Stored dataset items:
******************************

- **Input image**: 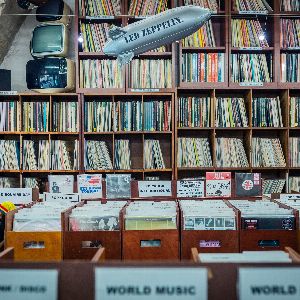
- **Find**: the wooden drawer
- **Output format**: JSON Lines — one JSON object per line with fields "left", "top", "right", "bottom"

{"left": 63, "top": 231, "right": 121, "bottom": 260}
{"left": 122, "top": 229, "right": 179, "bottom": 260}
{"left": 5, "top": 231, "right": 62, "bottom": 261}
{"left": 181, "top": 230, "right": 239, "bottom": 259}
{"left": 240, "top": 230, "right": 297, "bottom": 251}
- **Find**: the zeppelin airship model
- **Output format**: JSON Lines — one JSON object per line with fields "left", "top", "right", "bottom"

{"left": 103, "top": 5, "right": 212, "bottom": 65}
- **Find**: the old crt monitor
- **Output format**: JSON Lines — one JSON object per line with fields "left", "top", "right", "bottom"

{"left": 26, "top": 58, "right": 75, "bottom": 93}
{"left": 31, "top": 23, "right": 68, "bottom": 58}
{"left": 36, "top": 0, "right": 71, "bottom": 24}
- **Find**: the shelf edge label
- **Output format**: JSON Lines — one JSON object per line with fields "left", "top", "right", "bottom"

{"left": 0, "top": 269, "right": 58, "bottom": 300}
{"left": 95, "top": 267, "right": 208, "bottom": 300}
{"left": 239, "top": 267, "right": 300, "bottom": 300}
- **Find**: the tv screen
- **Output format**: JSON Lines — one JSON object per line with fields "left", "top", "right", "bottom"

{"left": 36, "top": 0, "right": 70, "bottom": 23}
{"left": 26, "top": 58, "right": 75, "bottom": 92}
{"left": 31, "top": 24, "right": 67, "bottom": 57}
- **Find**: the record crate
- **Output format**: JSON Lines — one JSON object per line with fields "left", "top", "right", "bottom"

{"left": 5, "top": 202, "right": 69, "bottom": 262}
{"left": 63, "top": 200, "right": 124, "bottom": 260}
{"left": 236, "top": 199, "right": 299, "bottom": 252}
{"left": 190, "top": 247, "right": 300, "bottom": 263}
{"left": 122, "top": 200, "right": 180, "bottom": 261}
{"left": 180, "top": 199, "right": 240, "bottom": 260}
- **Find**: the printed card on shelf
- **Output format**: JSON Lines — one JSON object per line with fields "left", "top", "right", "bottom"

{"left": 0, "top": 188, "right": 33, "bottom": 204}
{"left": 44, "top": 192, "right": 80, "bottom": 203}
{"left": 205, "top": 172, "right": 231, "bottom": 198}
{"left": 177, "top": 180, "right": 204, "bottom": 198}
{"left": 77, "top": 174, "right": 102, "bottom": 199}
{"left": 138, "top": 181, "right": 172, "bottom": 197}
{"left": 235, "top": 173, "right": 261, "bottom": 197}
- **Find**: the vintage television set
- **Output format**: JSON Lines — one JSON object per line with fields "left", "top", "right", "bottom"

{"left": 30, "top": 23, "right": 68, "bottom": 58}
{"left": 36, "top": 0, "right": 71, "bottom": 25}
{"left": 26, "top": 57, "right": 75, "bottom": 93}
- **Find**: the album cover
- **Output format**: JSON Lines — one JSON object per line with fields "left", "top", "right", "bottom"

{"left": 48, "top": 175, "right": 74, "bottom": 193}
{"left": 206, "top": 172, "right": 231, "bottom": 197}
{"left": 106, "top": 174, "right": 131, "bottom": 199}
{"left": 235, "top": 173, "right": 261, "bottom": 197}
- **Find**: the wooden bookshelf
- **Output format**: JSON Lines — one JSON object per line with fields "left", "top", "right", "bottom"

{"left": 1, "top": 0, "right": 300, "bottom": 192}
{"left": 0, "top": 93, "right": 82, "bottom": 192}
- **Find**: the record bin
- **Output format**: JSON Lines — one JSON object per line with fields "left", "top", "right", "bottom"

{"left": 63, "top": 200, "right": 125, "bottom": 260}
{"left": 236, "top": 199, "right": 299, "bottom": 251}
{"left": 122, "top": 200, "right": 180, "bottom": 260}
{"left": 180, "top": 199, "right": 240, "bottom": 260}
{"left": 5, "top": 204, "right": 69, "bottom": 261}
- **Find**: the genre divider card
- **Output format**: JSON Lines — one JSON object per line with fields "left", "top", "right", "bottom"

{"left": 177, "top": 180, "right": 204, "bottom": 198}
{"left": 0, "top": 269, "right": 58, "bottom": 300}
{"left": 95, "top": 267, "right": 207, "bottom": 300}
{"left": 239, "top": 268, "right": 300, "bottom": 300}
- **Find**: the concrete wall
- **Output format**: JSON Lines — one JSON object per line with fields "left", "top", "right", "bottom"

{"left": 0, "top": 0, "right": 75, "bottom": 92}
{"left": 0, "top": 1, "right": 26, "bottom": 65}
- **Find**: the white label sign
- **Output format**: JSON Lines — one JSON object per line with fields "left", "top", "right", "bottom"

{"left": 95, "top": 267, "right": 207, "bottom": 300}
{"left": 0, "top": 269, "right": 58, "bottom": 300}
{"left": 138, "top": 181, "right": 172, "bottom": 197}
{"left": 177, "top": 180, "right": 204, "bottom": 198}
{"left": 280, "top": 194, "right": 300, "bottom": 200}
{"left": 43, "top": 192, "right": 80, "bottom": 202}
{"left": 0, "top": 188, "right": 32, "bottom": 204}
{"left": 77, "top": 174, "right": 102, "bottom": 199}
{"left": 239, "top": 268, "right": 300, "bottom": 300}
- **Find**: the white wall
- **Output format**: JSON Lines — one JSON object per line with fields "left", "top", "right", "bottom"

{"left": 0, "top": 0, "right": 76, "bottom": 92}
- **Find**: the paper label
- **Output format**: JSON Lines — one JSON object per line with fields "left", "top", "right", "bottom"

{"left": 280, "top": 194, "right": 300, "bottom": 200}
{"left": 177, "top": 180, "right": 204, "bottom": 198}
{"left": 0, "top": 91, "right": 18, "bottom": 95}
{"left": 44, "top": 192, "right": 80, "bottom": 202}
{"left": 130, "top": 89, "right": 160, "bottom": 92}
{"left": 0, "top": 188, "right": 32, "bottom": 204}
{"left": 239, "top": 268, "right": 300, "bottom": 299}
{"left": 138, "top": 181, "right": 172, "bottom": 197}
{"left": 85, "top": 16, "right": 115, "bottom": 20}
{"left": 95, "top": 267, "right": 207, "bottom": 300}
{"left": 199, "top": 240, "right": 221, "bottom": 248}
{"left": 0, "top": 269, "right": 58, "bottom": 300}
{"left": 78, "top": 174, "right": 102, "bottom": 199}
{"left": 239, "top": 47, "right": 263, "bottom": 50}
{"left": 239, "top": 10, "right": 268, "bottom": 14}
{"left": 239, "top": 82, "right": 264, "bottom": 87}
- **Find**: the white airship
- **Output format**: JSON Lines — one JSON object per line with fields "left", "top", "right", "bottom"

{"left": 103, "top": 5, "right": 212, "bottom": 65}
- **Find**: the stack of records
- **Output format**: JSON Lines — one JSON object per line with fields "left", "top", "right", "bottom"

{"left": 69, "top": 201, "right": 127, "bottom": 231}
{"left": 216, "top": 138, "right": 249, "bottom": 167}
{"left": 13, "top": 202, "right": 73, "bottom": 232}
{"left": 85, "top": 140, "right": 113, "bottom": 170}
{"left": 125, "top": 201, "right": 177, "bottom": 230}
{"left": 177, "top": 137, "right": 212, "bottom": 167}
{"left": 229, "top": 200, "right": 295, "bottom": 230}
{"left": 180, "top": 200, "right": 236, "bottom": 230}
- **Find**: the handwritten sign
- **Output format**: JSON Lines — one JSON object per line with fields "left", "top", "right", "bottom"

{"left": 78, "top": 174, "right": 102, "bottom": 199}
{"left": 95, "top": 267, "right": 207, "bottom": 300}
{"left": 43, "top": 193, "right": 80, "bottom": 202}
{"left": 177, "top": 180, "right": 204, "bottom": 198}
{"left": 0, "top": 188, "right": 32, "bottom": 204}
{"left": 206, "top": 172, "right": 231, "bottom": 197}
{"left": 138, "top": 181, "right": 172, "bottom": 197}
{"left": 0, "top": 269, "right": 58, "bottom": 300}
{"left": 239, "top": 268, "right": 300, "bottom": 299}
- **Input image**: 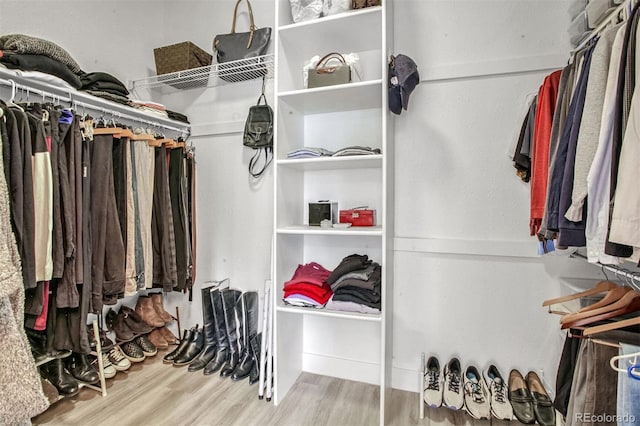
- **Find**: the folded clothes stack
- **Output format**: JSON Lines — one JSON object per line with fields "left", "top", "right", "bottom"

{"left": 286, "top": 147, "right": 335, "bottom": 159}
{"left": 0, "top": 34, "right": 84, "bottom": 88}
{"left": 286, "top": 146, "right": 381, "bottom": 159}
{"left": 131, "top": 99, "right": 169, "bottom": 118}
{"left": 283, "top": 262, "right": 333, "bottom": 308}
{"left": 325, "top": 254, "right": 381, "bottom": 313}
{"left": 166, "top": 109, "right": 190, "bottom": 124}
{"left": 332, "top": 146, "right": 381, "bottom": 156}
{"left": 80, "top": 71, "right": 131, "bottom": 104}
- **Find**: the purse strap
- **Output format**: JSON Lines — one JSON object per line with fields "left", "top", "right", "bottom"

{"left": 316, "top": 52, "right": 347, "bottom": 69}
{"left": 230, "top": 0, "right": 257, "bottom": 49}
{"left": 249, "top": 146, "right": 273, "bottom": 178}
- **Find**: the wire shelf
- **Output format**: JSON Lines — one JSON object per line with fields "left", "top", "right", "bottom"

{"left": 130, "top": 54, "right": 274, "bottom": 93}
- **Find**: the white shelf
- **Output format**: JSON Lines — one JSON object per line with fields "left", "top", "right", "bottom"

{"left": 277, "top": 154, "right": 382, "bottom": 171}
{"left": 278, "top": 80, "right": 382, "bottom": 114}
{"left": 277, "top": 225, "right": 383, "bottom": 236}
{"left": 276, "top": 304, "right": 382, "bottom": 322}
{"left": 129, "top": 54, "right": 274, "bottom": 94}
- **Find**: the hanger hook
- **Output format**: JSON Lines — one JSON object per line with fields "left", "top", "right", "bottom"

{"left": 9, "top": 80, "right": 16, "bottom": 103}
{"left": 601, "top": 264, "right": 610, "bottom": 281}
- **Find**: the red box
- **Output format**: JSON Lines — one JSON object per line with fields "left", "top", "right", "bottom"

{"left": 339, "top": 209, "right": 376, "bottom": 226}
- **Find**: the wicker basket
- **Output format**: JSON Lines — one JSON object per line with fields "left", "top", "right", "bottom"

{"left": 153, "top": 41, "right": 212, "bottom": 75}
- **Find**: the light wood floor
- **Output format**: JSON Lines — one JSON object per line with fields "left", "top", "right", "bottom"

{"left": 33, "top": 349, "right": 524, "bottom": 426}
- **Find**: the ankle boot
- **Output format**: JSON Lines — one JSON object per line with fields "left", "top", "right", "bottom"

{"left": 204, "top": 289, "right": 230, "bottom": 375}
{"left": 232, "top": 292, "right": 259, "bottom": 381}
{"left": 120, "top": 306, "right": 153, "bottom": 334}
{"left": 159, "top": 326, "right": 178, "bottom": 345}
{"left": 173, "top": 327, "right": 204, "bottom": 366}
{"left": 188, "top": 287, "right": 218, "bottom": 372}
{"left": 135, "top": 295, "right": 166, "bottom": 327}
{"left": 112, "top": 310, "right": 135, "bottom": 342}
{"left": 150, "top": 292, "right": 174, "bottom": 324}
{"left": 163, "top": 328, "right": 193, "bottom": 364}
{"left": 41, "top": 358, "right": 79, "bottom": 396}
{"left": 219, "top": 289, "right": 242, "bottom": 378}
{"left": 67, "top": 352, "right": 100, "bottom": 384}
{"left": 26, "top": 329, "right": 48, "bottom": 363}
{"left": 148, "top": 329, "right": 169, "bottom": 349}
{"left": 248, "top": 333, "right": 262, "bottom": 385}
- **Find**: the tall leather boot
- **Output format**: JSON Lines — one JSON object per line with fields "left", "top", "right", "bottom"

{"left": 188, "top": 286, "right": 217, "bottom": 372}
{"left": 248, "top": 333, "right": 262, "bottom": 385}
{"left": 219, "top": 289, "right": 242, "bottom": 378}
{"left": 232, "top": 292, "right": 259, "bottom": 381}
{"left": 203, "top": 289, "right": 231, "bottom": 375}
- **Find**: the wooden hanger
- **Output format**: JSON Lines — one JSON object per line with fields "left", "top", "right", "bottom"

{"left": 561, "top": 291, "right": 640, "bottom": 325}
{"left": 578, "top": 285, "right": 632, "bottom": 313}
{"left": 583, "top": 314, "right": 640, "bottom": 336}
{"left": 561, "top": 298, "right": 640, "bottom": 329}
{"left": 543, "top": 281, "right": 618, "bottom": 307}
{"left": 116, "top": 128, "right": 135, "bottom": 139}
{"left": 93, "top": 127, "right": 123, "bottom": 135}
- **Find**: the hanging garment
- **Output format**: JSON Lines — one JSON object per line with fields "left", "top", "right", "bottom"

{"left": 540, "top": 63, "right": 574, "bottom": 240}
{"left": 90, "top": 134, "right": 125, "bottom": 311}
{"left": 604, "top": 3, "right": 640, "bottom": 258}
{"left": 554, "top": 333, "right": 583, "bottom": 417}
{"left": 169, "top": 148, "right": 189, "bottom": 290}
{"left": 152, "top": 145, "right": 177, "bottom": 291}
{"left": 124, "top": 138, "right": 138, "bottom": 296}
{"left": 530, "top": 69, "right": 562, "bottom": 236}
{"left": 512, "top": 96, "right": 537, "bottom": 183}
{"left": 586, "top": 23, "right": 628, "bottom": 265}
{"left": 566, "top": 25, "right": 621, "bottom": 223}
{"left": 132, "top": 140, "right": 154, "bottom": 289}
{"left": 0, "top": 122, "right": 49, "bottom": 422}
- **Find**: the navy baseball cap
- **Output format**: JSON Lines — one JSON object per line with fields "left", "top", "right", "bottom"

{"left": 388, "top": 54, "right": 419, "bottom": 115}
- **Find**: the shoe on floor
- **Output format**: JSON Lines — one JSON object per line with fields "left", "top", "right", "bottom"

{"left": 483, "top": 365, "right": 513, "bottom": 420}
{"left": 423, "top": 356, "right": 443, "bottom": 408}
{"left": 463, "top": 365, "right": 490, "bottom": 420}
{"left": 508, "top": 369, "right": 535, "bottom": 424}
{"left": 107, "top": 347, "right": 131, "bottom": 371}
{"left": 526, "top": 371, "right": 556, "bottom": 426}
{"left": 134, "top": 335, "right": 158, "bottom": 357}
{"left": 66, "top": 352, "right": 100, "bottom": 384}
{"left": 158, "top": 326, "right": 178, "bottom": 345}
{"left": 148, "top": 329, "right": 169, "bottom": 350}
{"left": 90, "top": 353, "right": 117, "bottom": 379}
{"left": 121, "top": 341, "right": 146, "bottom": 363}
{"left": 443, "top": 357, "right": 464, "bottom": 410}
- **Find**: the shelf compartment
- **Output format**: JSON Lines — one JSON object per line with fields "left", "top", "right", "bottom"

{"left": 277, "top": 225, "right": 383, "bottom": 236}
{"left": 277, "top": 154, "right": 382, "bottom": 171}
{"left": 278, "top": 80, "right": 382, "bottom": 114}
{"left": 276, "top": 303, "right": 382, "bottom": 322}
{"left": 129, "top": 54, "right": 274, "bottom": 93}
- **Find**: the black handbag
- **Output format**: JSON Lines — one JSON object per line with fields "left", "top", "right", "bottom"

{"left": 214, "top": 0, "right": 272, "bottom": 82}
{"left": 244, "top": 83, "right": 273, "bottom": 178}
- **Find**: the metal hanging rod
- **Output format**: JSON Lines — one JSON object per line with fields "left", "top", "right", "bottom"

{"left": 0, "top": 70, "right": 190, "bottom": 136}
{"left": 572, "top": 252, "right": 640, "bottom": 292}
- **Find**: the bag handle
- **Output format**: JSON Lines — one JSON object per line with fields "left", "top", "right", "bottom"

{"left": 316, "top": 52, "right": 347, "bottom": 69}
{"left": 249, "top": 146, "right": 273, "bottom": 178}
{"left": 230, "top": 0, "right": 257, "bottom": 49}
{"left": 256, "top": 76, "right": 268, "bottom": 106}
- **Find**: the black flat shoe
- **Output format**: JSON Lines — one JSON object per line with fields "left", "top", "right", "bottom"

{"left": 527, "top": 371, "right": 556, "bottom": 426}
{"left": 508, "top": 369, "right": 535, "bottom": 424}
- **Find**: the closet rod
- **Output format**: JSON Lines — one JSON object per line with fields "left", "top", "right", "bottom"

{"left": 573, "top": 0, "right": 634, "bottom": 53}
{"left": 572, "top": 252, "right": 640, "bottom": 292}
{"left": 0, "top": 71, "right": 190, "bottom": 135}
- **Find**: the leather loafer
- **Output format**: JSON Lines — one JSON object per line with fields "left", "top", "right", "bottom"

{"left": 508, "top": 369, "right": 535, "bottom": 424}
{"left": 526, "top": 371, "right": 556, "bottom": 426}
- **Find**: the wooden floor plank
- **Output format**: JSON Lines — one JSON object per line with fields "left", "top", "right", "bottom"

{"left": 33, "top": 350, "right": 527, "bottom": 426}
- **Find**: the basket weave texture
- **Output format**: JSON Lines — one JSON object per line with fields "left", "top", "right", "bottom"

{"left": 153, "top": 41, "right": 212, "bottom": 75}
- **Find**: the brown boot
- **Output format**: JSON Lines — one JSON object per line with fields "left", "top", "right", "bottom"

{"left": 158, "top": 326, "right": 178, "bottom": 345}
{"left": 150, "top": 293, "right": 174, "bottom": 324}
{"left": 147, "top": 329, "right": 169, "bottom": 349}
{"left": 135, "top": 296, "right": 165, "bottom": 327}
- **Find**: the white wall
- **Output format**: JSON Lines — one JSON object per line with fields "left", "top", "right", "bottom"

{"left": 0, "top": 0, "right": 607, "bottom": 403}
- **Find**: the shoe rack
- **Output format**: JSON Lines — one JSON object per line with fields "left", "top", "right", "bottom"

{"left": 272, "top": 2, "right": 394, "bottom": 425}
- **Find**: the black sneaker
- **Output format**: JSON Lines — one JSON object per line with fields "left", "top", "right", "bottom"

{"left": 134, "top": 335, "right": 158, "bottom": 357}
{"left": 120, "top": 341, "right": 146, "bottom": 363}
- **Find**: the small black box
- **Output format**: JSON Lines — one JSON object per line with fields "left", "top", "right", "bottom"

{"left": 308, "top": 201, "right": 338, "bottom": 226}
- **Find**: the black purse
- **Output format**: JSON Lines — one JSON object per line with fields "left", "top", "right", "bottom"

{"left": 244, "top": 81, "right": 273, "bottom": 178}
{"left": 214, "top": 0, "right": 272, "bottom": 82}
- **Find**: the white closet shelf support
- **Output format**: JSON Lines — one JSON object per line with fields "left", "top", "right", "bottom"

{"left": 129, "top": 54, "right": 274, "bottom": 93}
{"left": 276, "top": 304, "right": 382, "bottom": 322}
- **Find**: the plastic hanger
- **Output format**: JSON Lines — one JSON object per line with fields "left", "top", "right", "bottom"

{"left": 610, "top": 351, "right": 640, "bottom": 373}
{"left": 6, "top": 80, "right": 24, "bottom": 112}
{"left": 542, "top": 281, "right": 618, "bottom": 307}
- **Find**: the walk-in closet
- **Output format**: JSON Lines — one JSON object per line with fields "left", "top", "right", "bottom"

{"left": 0, "top": 0, "right": 638, "bottom": 425}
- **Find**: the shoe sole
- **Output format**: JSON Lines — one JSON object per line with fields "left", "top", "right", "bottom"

{"left": 123, "top": 354, "right": 145, "bottom": 363}
{"left": 111, "top": 363, "right": 131, "bottom": 371}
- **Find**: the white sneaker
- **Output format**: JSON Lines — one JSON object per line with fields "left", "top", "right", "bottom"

{"left": 107, "top": 347, "right": 132, "bottom": 371}
{"left": 463, "top": 365, "right": 490, "bottom": 419}
{"left": 423, "top": 356, "right": 443, "bottom": 408}
{"left": 443, "top": 358, "right": 464, "bottom": 410}
{"left": 483, "top": 365, "right": 514, "bottom": 420}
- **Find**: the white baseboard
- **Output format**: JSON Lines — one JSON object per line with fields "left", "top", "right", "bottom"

{"left": 302, "top": 352, "right": 380, "bottom": 385}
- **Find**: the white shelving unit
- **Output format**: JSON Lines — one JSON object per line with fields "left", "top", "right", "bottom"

{"left": 273, "top": 2, "right": 394, "bottom": 425}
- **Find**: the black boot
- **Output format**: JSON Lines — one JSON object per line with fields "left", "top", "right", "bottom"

{"left": 41, "top": 358, "right": 79, "bottom": 397}
{"left": 173, "top": 327, "right": 204, "bottom": 366}
{"left": 249, "top": 333, "right": 262, "bottom": 385}
{"left": 204, "top": 289, "right": 230, "bottom": 375}
{"left": 219, "top": 289, "right": 242, "bottom": 378}
{"left": 67, "top": 352, "right": 100, "bottom": 384}
{"left": 188, "top": 287, "right": 217, "bottom": 372}
{"left": 163, "top": 328, "right": 193, "bottom": 364}
{"left": 232, "top": 292, "right": 259, "bottom": 381}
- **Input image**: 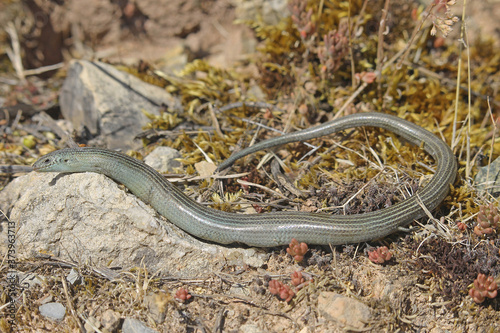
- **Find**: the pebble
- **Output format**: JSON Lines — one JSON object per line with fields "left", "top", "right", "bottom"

{"left": 101, "top": 309, "right": 121, "bottom": 332}
{"left": 38, "top": 302, "right": 66, "bottom": 321}
{"left": 317, "top": 292, "right": 372, "bottom": 329}
{"left": 144, "top": 146, "right": 182, "bottom": 173}
{"left": 122, "top": 318, "right": 158, "bottom": 333}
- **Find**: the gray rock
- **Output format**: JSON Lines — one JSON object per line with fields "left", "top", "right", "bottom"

{"left": 59, "top": 60, "right": 181, "bottom": 150}
{"left": 66, "top": 268, "right": 82, "bottom": 285}
{"left": 474, "top": 156, "right": 500, "bottom": 197}
{"left": 101, "top": 309, "right": 121, "bottom": 332}
{"left": 239, "top": 323, "right": 266, "bottom": 333}
{"left": 144, "top": 292, "right": 169, "bottom": 324}
{"left": 317, "top": 292, "right": 372, "bottom": 330}
{"left": 122, "top": 318, "right": 158, "bottom": 333}
{"left": 39, "top": 302, "right": 66, "bottom": 321}
{"left": 144, "top": 146, "right": 182, "bottom": 173}
{"left": 229, "top": 283, "right": 250, "bottom": 298}
{"left": 0, "top": 171, "right": 267, "bottom": 278}
{"left": 234, "top": 0, "right": 289, "bottom": 25}
{"left": 37, "top": 295, "right": 54, "bottom": 305}
{"left": 84, "top": 315, "right": 100, "bottom": 333}
{"left": 16, "top": 272, "right": 45, "bottom": 289}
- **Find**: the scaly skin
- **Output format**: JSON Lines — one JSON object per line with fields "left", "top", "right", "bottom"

{"left": 33, "top": 112, "right": 457, "bottom": 247}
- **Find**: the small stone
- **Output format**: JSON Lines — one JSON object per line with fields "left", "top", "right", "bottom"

{"left": 39, "top": 302, "right": 66, "bottom": 321}
{"left": 101, "top": 309, "right": 121, "bottom": 332}
{"left": 67, "top": 268, "right": 82, "bottom": 285}
{"left": 84, "top": 315, "right": 100, "bottom": 333}
{"left": 17, "top": 272, "right": 45, "bottom": 289}
{"left": 37, "top": 295, "right": 53, "bottom": 305}
{"left": 144, "top": 292, "right": 171, "bottom": 323}
{"left": 475, "top": 156, "right": 500, "bottom": 197}
{"left": 317, "top": 292, "right": 371, "bottom": 329}
{"left": 194, "top": 161, "right": 216, "bottom": 178}
{"left": 144, "top": 146, "right": 182, "bottom": 173}
{"left": 239, "top": 323, "right": 265, "bottom": 333}
{"left": 229, "top": 284, "right": 249, "bottom": 298}
{"left": 122, "top": 318, "right": 158, "bottom": 333}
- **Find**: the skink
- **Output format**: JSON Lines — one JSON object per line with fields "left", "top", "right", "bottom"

{"left": 32, "top": 112, "right": 457, "bottom": 247}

******************************

TASK STATEMENT:
The job here is to find each line above with the word "floor" and copy it.

OUTPUT:
- **Find**: the light wood floor
- **Find**: the shoe on floor
- **Find**: the wooden floor plank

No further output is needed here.